GIVEN TEXT →
⁂
If you view the S&P 500 solely in dollar terms, you would say it stands at the 2000 high and within a few percent of matching its all-time high of 2007. If you adjust your dollars for inflation, the market must rise another 35% to match the 2000 high and another 16% to get back where it was in 2007. If you view the S&P in terms of gold, it will have to rise above 3000 or another 100% gain from here.

Although a strengthening economy would supply a tailwind, not even that is needed for this market to continue rising. Even the March sequester (spending cuts) are likely to be a blip in the market, lasting a few days to a couple of weeks. Just about the only scenario that puts this rally in jeopardy is one in which Washington D.C. continues to add new taxes and regulations in their war on small business. Other than that, this rally continues.

Why? Because central banks, the world over, continue to hold interest rates low while they print currency. Here at home, our central bank prints $85 billion per month, over $1 trillion this year. The federal government will spend over $1 trillion more than it takes in. Between the two, we have an extra $2 trillion floating through markets (inefficiently, but still there). That money does a couple of things besides buy elections – it lands in various businesses, hence the economy, almost as if GDP grew. The other result is a currency that is devalued. Just like owning one of the 35 known, T206 Honus Wagner baseball cards, it’s worth is in the millions, but should someone open a vault one day and discover a hundred more, the value would drop dramatically.
⁂
TASK TO CARRY OUT → Write the next part of the commentary on the S&P 500 and central-bank money printing, starting right after its final sentence. The material that comes next has no connection to the commentary on the S&P 500.

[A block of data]
⁂
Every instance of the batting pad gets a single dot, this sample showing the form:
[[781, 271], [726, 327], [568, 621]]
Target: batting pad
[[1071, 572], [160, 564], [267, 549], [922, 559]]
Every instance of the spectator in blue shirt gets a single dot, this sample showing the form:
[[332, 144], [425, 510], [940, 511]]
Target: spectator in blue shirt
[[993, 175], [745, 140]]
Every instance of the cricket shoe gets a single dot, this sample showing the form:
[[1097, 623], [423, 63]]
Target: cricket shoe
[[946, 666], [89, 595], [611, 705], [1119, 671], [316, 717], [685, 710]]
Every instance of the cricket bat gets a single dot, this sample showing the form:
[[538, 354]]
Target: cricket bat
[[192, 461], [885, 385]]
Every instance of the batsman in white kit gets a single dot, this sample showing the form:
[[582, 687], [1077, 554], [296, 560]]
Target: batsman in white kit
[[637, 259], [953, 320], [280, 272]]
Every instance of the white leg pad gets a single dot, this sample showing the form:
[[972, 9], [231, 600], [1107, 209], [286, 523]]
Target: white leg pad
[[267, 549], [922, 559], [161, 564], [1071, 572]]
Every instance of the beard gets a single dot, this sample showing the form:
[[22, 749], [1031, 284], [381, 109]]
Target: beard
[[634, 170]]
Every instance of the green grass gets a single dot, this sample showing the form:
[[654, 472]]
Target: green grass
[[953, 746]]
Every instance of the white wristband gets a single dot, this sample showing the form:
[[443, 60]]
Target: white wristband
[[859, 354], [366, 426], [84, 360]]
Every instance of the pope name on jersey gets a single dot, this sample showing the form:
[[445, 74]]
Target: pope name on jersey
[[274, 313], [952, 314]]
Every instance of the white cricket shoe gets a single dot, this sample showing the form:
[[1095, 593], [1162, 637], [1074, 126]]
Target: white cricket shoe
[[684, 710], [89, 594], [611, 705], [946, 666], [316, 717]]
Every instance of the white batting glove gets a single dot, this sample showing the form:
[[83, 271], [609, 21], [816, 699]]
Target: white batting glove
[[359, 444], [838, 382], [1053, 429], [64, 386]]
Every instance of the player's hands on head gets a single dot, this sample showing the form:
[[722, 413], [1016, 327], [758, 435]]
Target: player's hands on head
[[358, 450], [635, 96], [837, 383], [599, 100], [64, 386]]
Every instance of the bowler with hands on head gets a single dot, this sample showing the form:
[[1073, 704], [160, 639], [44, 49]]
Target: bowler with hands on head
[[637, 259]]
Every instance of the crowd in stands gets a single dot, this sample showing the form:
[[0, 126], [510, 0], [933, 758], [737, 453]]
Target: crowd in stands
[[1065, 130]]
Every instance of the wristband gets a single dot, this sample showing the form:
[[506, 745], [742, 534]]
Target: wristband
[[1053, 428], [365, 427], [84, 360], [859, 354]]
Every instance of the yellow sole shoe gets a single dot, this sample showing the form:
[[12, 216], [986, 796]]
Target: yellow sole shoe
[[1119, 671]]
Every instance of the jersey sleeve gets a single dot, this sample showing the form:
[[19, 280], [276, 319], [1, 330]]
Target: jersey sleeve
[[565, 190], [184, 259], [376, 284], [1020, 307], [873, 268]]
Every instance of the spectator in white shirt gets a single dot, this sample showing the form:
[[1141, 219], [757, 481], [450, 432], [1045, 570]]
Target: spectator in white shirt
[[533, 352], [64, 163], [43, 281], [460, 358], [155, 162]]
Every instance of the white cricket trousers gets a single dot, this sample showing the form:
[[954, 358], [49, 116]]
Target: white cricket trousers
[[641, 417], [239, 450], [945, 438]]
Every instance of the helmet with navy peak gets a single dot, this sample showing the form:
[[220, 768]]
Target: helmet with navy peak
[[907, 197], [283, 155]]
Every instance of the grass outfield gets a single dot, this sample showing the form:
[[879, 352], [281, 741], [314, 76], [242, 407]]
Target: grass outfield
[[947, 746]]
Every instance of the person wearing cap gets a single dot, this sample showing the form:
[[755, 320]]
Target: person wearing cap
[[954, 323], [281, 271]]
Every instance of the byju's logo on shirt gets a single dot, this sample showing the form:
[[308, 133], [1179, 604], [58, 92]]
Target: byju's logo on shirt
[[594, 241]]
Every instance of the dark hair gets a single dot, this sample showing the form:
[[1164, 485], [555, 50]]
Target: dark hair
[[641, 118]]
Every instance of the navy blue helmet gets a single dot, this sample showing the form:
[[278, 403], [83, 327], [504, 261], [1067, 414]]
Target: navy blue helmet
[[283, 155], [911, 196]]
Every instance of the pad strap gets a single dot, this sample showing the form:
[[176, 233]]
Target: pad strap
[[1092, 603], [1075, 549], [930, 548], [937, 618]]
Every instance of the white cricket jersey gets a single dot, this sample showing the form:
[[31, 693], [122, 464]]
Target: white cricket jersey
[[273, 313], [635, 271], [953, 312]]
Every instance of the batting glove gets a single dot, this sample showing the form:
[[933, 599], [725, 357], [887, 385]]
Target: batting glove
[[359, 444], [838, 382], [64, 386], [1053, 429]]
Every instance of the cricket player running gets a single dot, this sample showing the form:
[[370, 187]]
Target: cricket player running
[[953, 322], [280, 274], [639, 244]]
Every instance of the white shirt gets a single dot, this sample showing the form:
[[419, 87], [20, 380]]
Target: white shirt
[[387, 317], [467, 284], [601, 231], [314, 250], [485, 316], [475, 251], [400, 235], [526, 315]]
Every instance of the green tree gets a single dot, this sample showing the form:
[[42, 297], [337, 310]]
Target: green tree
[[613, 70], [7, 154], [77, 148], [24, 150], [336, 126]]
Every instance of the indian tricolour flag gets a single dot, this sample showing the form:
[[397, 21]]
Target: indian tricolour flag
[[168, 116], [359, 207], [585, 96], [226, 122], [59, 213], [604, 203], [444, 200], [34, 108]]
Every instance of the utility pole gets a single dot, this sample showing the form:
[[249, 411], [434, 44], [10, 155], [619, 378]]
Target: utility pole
⁂
RESULT OF THIS EXERCISE →
Currency is no different, the more that is printed, the less each is worth. If I offer to sell you my gold ring for $100 and you say you will consider it, but wait one year to accept the offer, at a time when the dollar has devalued to 50 cents, I will respond the ring is now valued at 200 of your 50-cent dollars.

For these reasons, as central banks and governments devalue their currency, hard assets, labor and corporations all demand more of the currency than before. Times like these demand investment in equities and hard assets. Cash and debt (CDs, bonds and savings) are the worse investments as their purchasing power erodes.

Taking a look at history, we find as currencies are devalued, equities based in those currencies rise. This was the case in Brazil (1999), Argentina (2002), Russia (1998), Sweden (1992) and Great Britain (1992). Like my gold ring example above, it is common sense this would be the result.

We can especially see this in the United States and Japan right now. The U.S. has been overspending and over-printing for years. The devaluation of the currency is not as apparent when valued against other currencies, which are doing the same. Since the dollar is compared to a basket of currencies comprised mostly of the euro, yen and pound, it may be considered to be strengthening relative to three weakening currencies. Think of it as four men standing in quicksand – all are sinking at different and variable rates. At any moment one might be considered to be relatively taller than the others, but none seem to be sinking until one is below the sand.

Today and for the past couple of months, we can see this is true. Look at Japan. Prime Minister Shinzo Abe ran on the platform that Japan needs to devalue its currency. Succinctly, he stated Japan must print 20% more than the USA. The US is printing $1 trillion, so Japan should print $1.2 trillion in American dollars. As the December 16th election neared and it was apparent Abe would win, the yen began to devalue. As it devalued, the Nikkei market rose. That trend continues today and likely for at least this year.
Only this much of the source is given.